**Instructions to follow**
Transcribe every line of the records below without changing a word, and leave the pictures out of your copy.

**Data extracted from a collection**
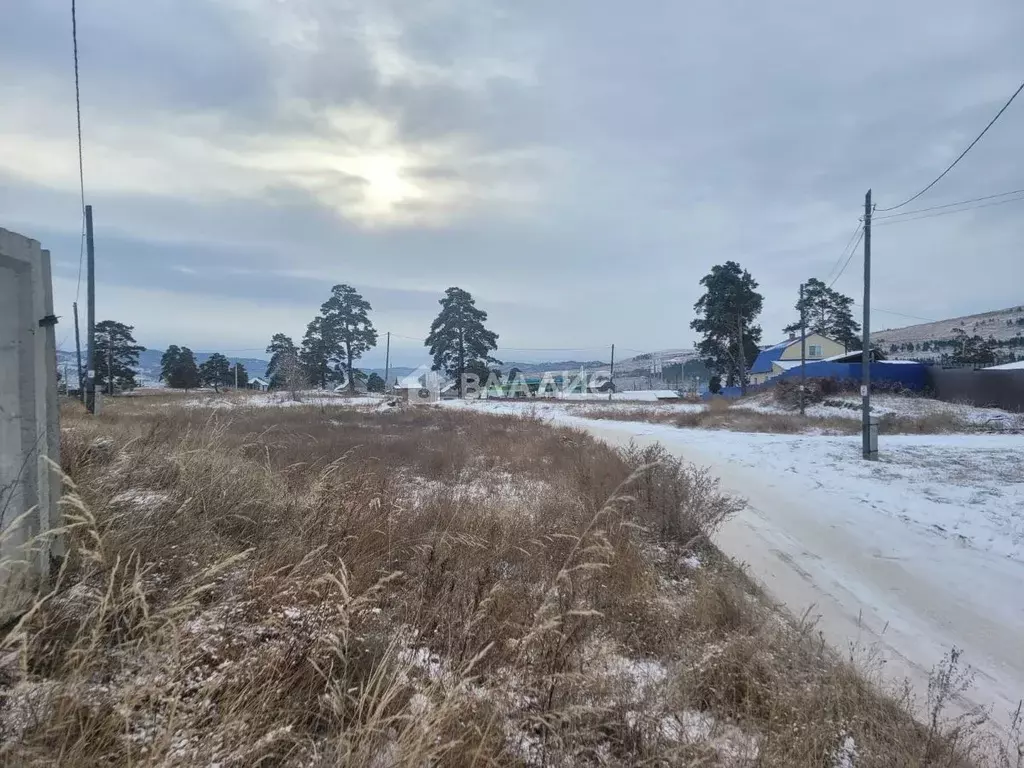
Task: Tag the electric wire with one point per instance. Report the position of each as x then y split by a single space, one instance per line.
962 155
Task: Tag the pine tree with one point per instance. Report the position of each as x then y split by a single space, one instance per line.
216 372
168 363
972 350
728 307
346 328
315 353
458 337
283 358
115 356
240 375
178 368
827 312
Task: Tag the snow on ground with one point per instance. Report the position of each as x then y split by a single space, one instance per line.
969 488
848 407
282 399
902 558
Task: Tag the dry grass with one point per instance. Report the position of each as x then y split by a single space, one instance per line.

**Task answer**
Task: Tag the electric wire with one point per instance. Report the position of each as x then y split by a single space, one instance per line.
962 155
Task: Tag the pine tree with one point per instance. Report the position of each as x then y split by a single space, one instance per line.
216 372
168 363
972 350
728 307
346 328
315 353
458 337
283 358
115 356
240 375
178 368
827 312
Task: Tag the snow on ground with one point per instance. Report the position of each as x then y split by a single space, one instance per line.
969 488
848 407
282 399
902 558
Task: Tag the dry grass with one point per instance. Report the position of each as x then y split by a single space, one instance per line.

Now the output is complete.